═════ ENTRIES PROVIDED

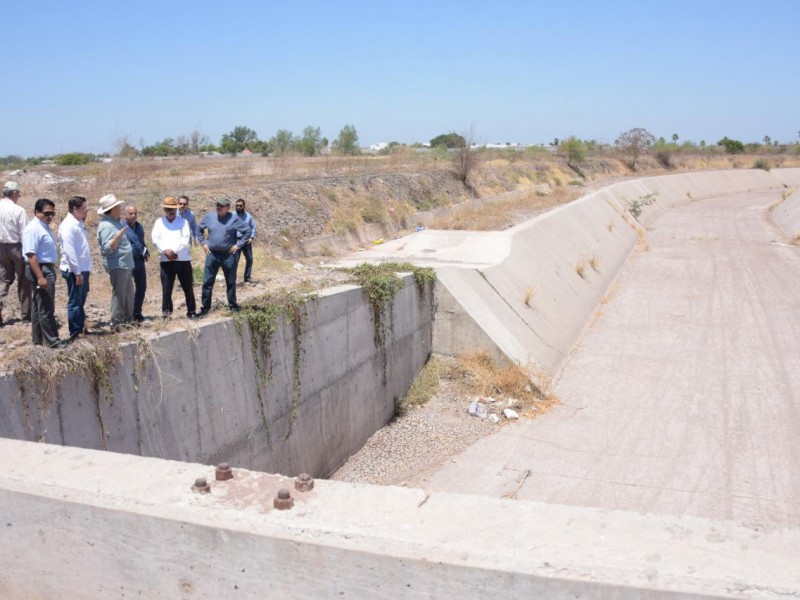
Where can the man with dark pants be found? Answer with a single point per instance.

══════════
═════ ENTRIES PROVIDED

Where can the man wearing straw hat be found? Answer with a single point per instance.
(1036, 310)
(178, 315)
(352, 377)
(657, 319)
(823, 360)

══════════
═════ ENTRIES PROVIDED

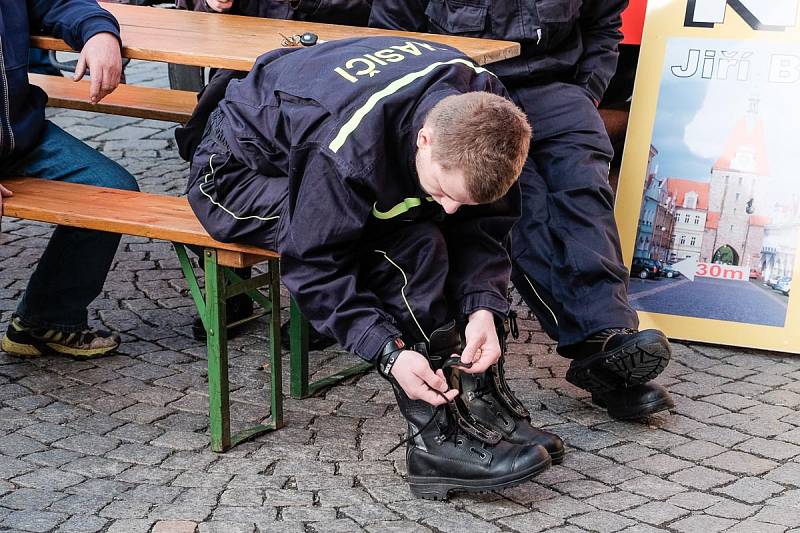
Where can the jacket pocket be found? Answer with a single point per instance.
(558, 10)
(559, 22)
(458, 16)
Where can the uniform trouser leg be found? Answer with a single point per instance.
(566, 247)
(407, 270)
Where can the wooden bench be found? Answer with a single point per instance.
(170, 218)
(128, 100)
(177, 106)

══════════

_WHAT YOU WILL DO_
How many of the lines above contain the word 'single'? Case matters. Reply with the number only.

_TASK ANSWER_
5